═══ Text passage ═══

Certain aspects of the invention also recognize that an organization often engages with a substantial number of resellers to sell its products. As an example, in the consumer space, forecasts are currently done by resellers based on their own internal data as opposed to knowledge gained from resources of the organization. Since such forecasts often solely involve the reseller, the organization cannot evaluate the market behavior forecasting techniques deployed by the resellers, nor the type of data used to build the reseller's forecasts. This makes it difficult for the organization to make product related decisions such as promotion planning, inventory planning and pricing. Certain aspects of the invention recognize that the organization may have a plethora of information mined regarding reseller performance and product sales, which can be used to replace and/or supplement the data provided by the reseller. Additionally, certain aspects of the invention recognize that the organization may generate a more reliable prediction model based on its own internal data relating to reseller needs and performance. Such reliable reseller market predictions may assist the organization in organizing its factory production and/or product inventory.

Certain aspects of the invention also recognize that in organization often actively works with its original equipment manufacturers (OEMs) to source many components which go in to building the organization's products. In certain instances, the OEMs may request the organization to provide a prediction of expected sales related to the OEM's products. As an example, in the computer marketplace, OEMs may request predictions as to the number of processors, number of memory chips, number of disk drive devices, etc., they will have to provide to the organization to meet the organization's demands. In certain instances, product managers are left in a situation where they need to estimate such numbers relying on multiple data sources which are not necessarily accurate. Certain embodiments of the invention provide an accurate prediction model to provide such information to OEMs thereby allowing the OEMs to efficiently use their resources to provide the necessary supply of components to the organization.

Certain embodiments of the invention recognize that one shortcoming of the foregoing forecasting methods is that they are typically directed to a one size fits all approach employing only a single deterministic manipulation technique to arrive at forecasts. Certain embodiments of the invention recognize that this may lead to errors if the underlying prediction models are not tested and optimized for a particular use case. Certain embodiments of the invention recognize that the underlying model may need to be changed over time. Certain embodiments recognize that a change in the underlying module often requires manual step by step approach to improve forecast accuracies. In certain instances, only the underlying model with the lowest error rate as defined by the user is used for forecasting.

═══ Dataset ═══

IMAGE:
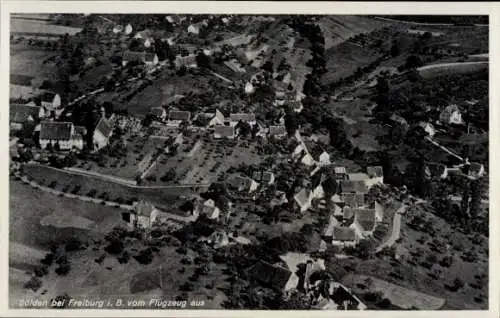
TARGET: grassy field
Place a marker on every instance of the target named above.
(29, 240)
(46, 175)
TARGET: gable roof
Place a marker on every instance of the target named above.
(22, 113)
(375, 171)
(144, 208)
(179, 115)
(271, 275)
(344, 234)
(357, 186)
(134, 56)
(242, 117)
(53, 130)
(277, 130)
(104, 127)
(225, 131)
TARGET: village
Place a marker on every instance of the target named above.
(247, 172)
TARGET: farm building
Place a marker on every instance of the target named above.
(60, 134)
(272, 276)
(176, 117)
(222, 131)
(248, 118)
(451, 115)
(102, 133)
(278, 131)
(22, 116)
(143, 215)
(159, 113)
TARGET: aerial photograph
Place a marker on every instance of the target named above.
(228, 161)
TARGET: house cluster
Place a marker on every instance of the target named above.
(220, 126)
(344, 196)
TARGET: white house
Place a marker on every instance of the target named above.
(102, 133)
(61, 134)
(218, 119)
(128, 29)
(303, 199)
(451, 115)
(143, 215)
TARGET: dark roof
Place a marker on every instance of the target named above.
(179, 115)
(143, 208)
(277, 130)
(149, 57)
(104, 127)
(356, 186)
(157, 111)
(242, 117)
(224, 131)
(47, 97)
(22, 113)
(344, 234)
(52, 130)
(271, 275)
(134, 56)
(375, 171)
(22, 80)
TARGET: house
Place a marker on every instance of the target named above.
(60, 134)
(217, 119)
(151, 59)
(176, 117)
(137, 57)
(22, 116)
(159, 113)
(272, 276)
(143, 215)
(436, 170)
(208, 209)
(222, 131)
(307, 160)
(476, 170)
(102, 133)
(188, 61)
(451, 115)
(194, 29)
(264, 177)
(428, 128)
(376, 174)
(241, 184)
(344, 236)
(248, 118)
(303, 198)
(128, 29)
(50, 100)
(278, 131)
(340, 173)
(353, 200)
(353, 186)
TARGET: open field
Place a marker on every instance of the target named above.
(86, 277)
(434, 70)
(158, 196)
(402, 297)
(20, 26)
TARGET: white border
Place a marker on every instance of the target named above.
(257, 7)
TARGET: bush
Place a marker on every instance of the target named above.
(34, 284)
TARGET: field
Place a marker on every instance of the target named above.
(158, 196)
(430, 71)
(204, 160)
(21, 26)
(402, 297)
(28, 244)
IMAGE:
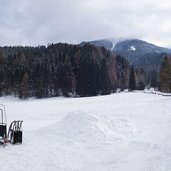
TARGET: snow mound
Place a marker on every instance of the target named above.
(81, 128)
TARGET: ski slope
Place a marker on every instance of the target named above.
(119, 132)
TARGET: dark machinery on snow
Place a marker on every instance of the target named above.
(14, 134)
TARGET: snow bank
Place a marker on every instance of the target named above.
(123, 131)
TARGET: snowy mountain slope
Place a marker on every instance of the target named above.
(137, 52)
(124, 131)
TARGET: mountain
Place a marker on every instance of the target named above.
(109, 44)
(136, 51)
(61, 69)
(142, 55)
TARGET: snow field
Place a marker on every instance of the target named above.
(119, 132)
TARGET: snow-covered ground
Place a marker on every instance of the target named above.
(119, 132)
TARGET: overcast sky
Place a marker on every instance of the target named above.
(39, 22)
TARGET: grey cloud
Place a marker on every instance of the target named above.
(30, 22)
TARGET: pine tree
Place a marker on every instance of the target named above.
(23, 90)
(132, 83)
(165, 76)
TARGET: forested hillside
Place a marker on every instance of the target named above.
(62, 69)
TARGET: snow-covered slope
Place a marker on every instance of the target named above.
(120, 132)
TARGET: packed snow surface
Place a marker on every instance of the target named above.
(119, 132)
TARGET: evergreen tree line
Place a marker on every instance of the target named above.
(72, 70)
(61, 69)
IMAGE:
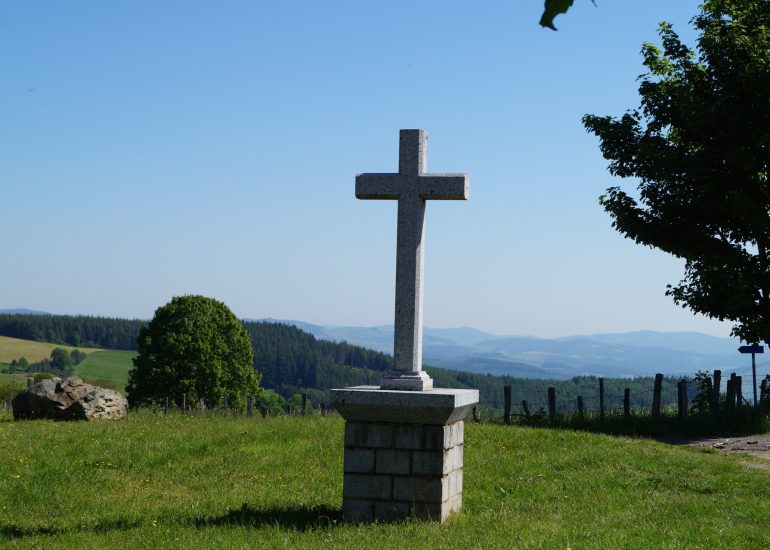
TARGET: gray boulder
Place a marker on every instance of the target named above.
(68, 399)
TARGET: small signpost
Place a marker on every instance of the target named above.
(753, 350)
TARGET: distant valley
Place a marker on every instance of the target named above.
(629, 354)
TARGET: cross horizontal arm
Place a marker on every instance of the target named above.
(377, 186)
(445, 186)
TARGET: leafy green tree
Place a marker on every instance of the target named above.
(699, 148)
(196, 346)
(270, 402)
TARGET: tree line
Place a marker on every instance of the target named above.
(293, 362)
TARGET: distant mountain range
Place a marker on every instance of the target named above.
(628, 354)
(641, 353)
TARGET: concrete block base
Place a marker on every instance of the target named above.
(399, 470)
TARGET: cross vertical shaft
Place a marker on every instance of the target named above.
(411, 186)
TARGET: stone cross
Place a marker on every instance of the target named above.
(411, 187)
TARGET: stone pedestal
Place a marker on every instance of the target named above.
(403, 452)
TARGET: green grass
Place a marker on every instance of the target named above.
(14, 348)
(107, 365)
(192, 482)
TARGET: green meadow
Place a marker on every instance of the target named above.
(109, 365)
(222, 482)
(98, 366)
(15, 348)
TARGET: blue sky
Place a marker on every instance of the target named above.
(155, 149)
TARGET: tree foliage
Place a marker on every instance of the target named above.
(553, 8)
(699, 147)
(196, 346)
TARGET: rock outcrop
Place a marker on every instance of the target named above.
(68, 399)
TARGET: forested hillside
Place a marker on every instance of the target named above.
(294, 361)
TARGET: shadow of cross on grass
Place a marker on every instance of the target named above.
(299, 517)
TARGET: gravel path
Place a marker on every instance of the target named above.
(756, 445)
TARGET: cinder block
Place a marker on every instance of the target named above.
(454, 434)
(437, 462)
(391, 461)
(364, 434)
(391, 511)
(429, 438)
(359, 461)
(455, 484)
(415, 436)
(357, 510)
(367, 486)
(421, 489)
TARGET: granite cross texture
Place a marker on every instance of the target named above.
(411, 186)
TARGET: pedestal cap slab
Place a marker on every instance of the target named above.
(439, 406)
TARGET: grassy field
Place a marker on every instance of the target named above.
(14, 348)
(98, 365)
(188, 481)
(107, 365)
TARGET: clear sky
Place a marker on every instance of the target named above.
(152, 149)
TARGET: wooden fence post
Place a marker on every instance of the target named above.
(682, 401)
(656, 389)
(507, 404)
(730, 394)
(551, 404)
(626, 403)
(717, 389)
(601, 399)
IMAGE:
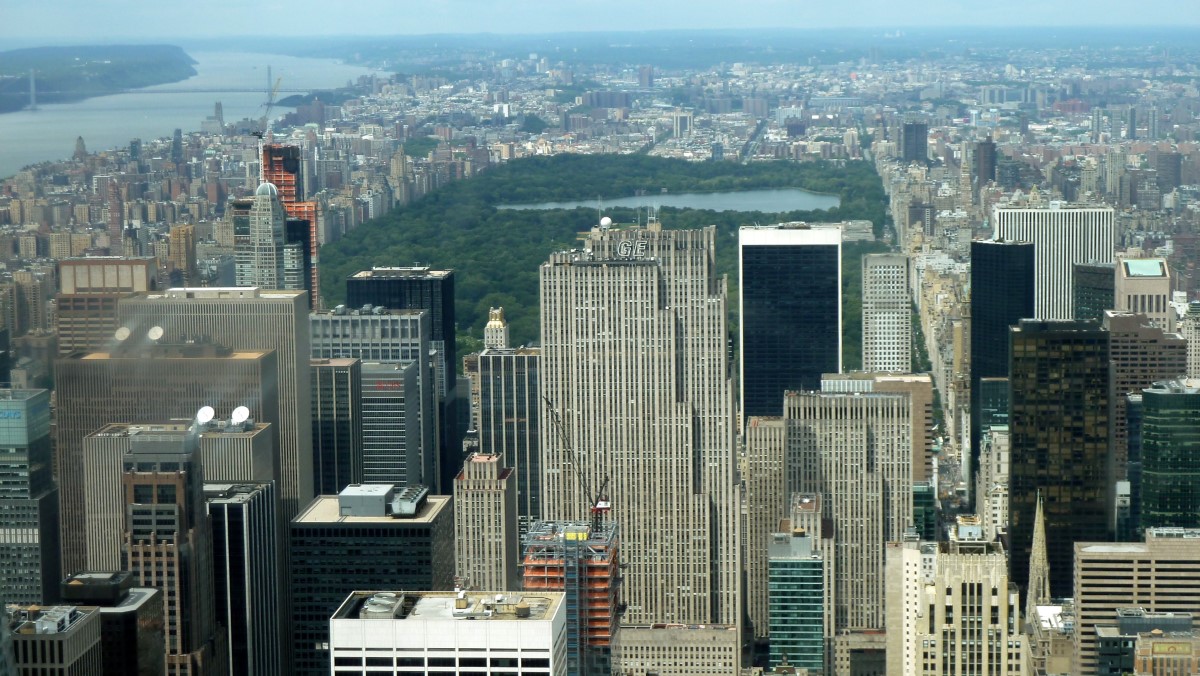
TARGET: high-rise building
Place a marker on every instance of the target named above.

═══

*Objective A*. According to the forecasting passage, which product-related decisions are difficult for the organization to make?
*Objective B*. Copy the forecasting passage word for word, starting at "Certain embodiments of the invention recognize that one" and ending at "used for forecasting.".

*Task result A*. Promotion planning, inventory planning and pricing.

*Task result B*.
Certain embodiments of the invention recognize that one shortcoming of the foregoing forecasting methods is that they are typically directed to a one size fits all approach employing only a single deterministic manipulation technique to arrive at forecasts. Certain embodiments of the invention recognize that this may lead to errors if the underlying prediction models are not tested and optimized for a particular use case. Certain embodiments of the invention recognize that the underlying model may need to be changed over time. Certain embodiments recognize that a change in the underlying module often requires manual step by step approach to improve forecast accuracies. In certain instances, only the underlying model with the lowest error rate as defined by the user is used for forecasting.